:: TO BE DONE ::
Write out the rows below, from their first line through the line that contains "# For every instance of the dark", as a JSON list of strings with one string per line and no blank lines. Leave the pictures out.

:: DATA ::
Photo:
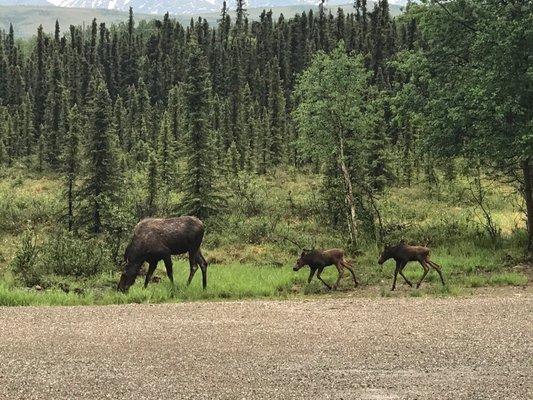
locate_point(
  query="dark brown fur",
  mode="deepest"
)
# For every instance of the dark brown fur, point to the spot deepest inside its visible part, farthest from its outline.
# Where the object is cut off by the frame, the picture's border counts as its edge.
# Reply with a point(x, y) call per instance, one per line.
point(402, 254)
point(318, 260)
point(156, 239)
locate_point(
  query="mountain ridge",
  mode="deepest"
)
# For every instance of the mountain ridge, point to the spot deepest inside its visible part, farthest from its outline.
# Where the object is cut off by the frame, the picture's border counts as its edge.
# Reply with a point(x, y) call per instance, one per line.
point(186, 7)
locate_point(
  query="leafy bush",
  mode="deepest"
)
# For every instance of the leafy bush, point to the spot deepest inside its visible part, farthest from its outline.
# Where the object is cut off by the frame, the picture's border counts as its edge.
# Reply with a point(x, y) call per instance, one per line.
point(63, 254)
point(24, 264)
point(68, 255)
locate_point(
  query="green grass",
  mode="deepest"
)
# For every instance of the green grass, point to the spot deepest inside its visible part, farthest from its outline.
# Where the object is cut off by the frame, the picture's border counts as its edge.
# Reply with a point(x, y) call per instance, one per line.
point(249, 260)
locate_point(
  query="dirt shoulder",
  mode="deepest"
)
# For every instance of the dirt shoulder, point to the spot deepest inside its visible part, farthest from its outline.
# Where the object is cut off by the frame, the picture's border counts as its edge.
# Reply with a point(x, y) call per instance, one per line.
point(338, 348)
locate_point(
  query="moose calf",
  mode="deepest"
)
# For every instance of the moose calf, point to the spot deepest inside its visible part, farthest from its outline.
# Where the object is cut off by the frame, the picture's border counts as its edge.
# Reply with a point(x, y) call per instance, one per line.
point(318, 260)
point(402, 254)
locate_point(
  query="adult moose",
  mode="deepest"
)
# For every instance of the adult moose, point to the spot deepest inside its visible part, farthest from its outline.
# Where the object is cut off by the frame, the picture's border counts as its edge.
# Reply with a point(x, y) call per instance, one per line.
point(320, 259)
point(156, 239)
point(402, 254)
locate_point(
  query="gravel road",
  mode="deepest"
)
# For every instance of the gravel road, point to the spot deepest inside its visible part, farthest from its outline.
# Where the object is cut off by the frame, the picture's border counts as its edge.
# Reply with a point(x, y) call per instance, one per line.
point(346, 348)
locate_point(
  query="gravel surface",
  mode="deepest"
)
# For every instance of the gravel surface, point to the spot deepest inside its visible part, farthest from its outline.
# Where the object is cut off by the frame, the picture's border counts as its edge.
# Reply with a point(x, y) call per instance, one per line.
point(347, 348)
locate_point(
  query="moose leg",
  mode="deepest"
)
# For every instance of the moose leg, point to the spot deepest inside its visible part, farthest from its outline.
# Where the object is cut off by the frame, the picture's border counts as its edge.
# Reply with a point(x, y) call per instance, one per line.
point(340, 269)
point(168, 266)
point(319, 277)
point(151, 268)
point(426, 270)
point(349, 267)
point(311, 274)
point(403, 276)
point(203, 266)
point(194, 266)
point(437, 268)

:: EXERCISE OUTPUT ::
[
  "Photo:",
  "locate_point(",
  "  query=\"dark brown fur\",",
  "  mode=\"deepest\"",
  ")",
  "# For every instance of the dark brown fur, point to the spot deepest inside its visible part, farthest from its outline."
]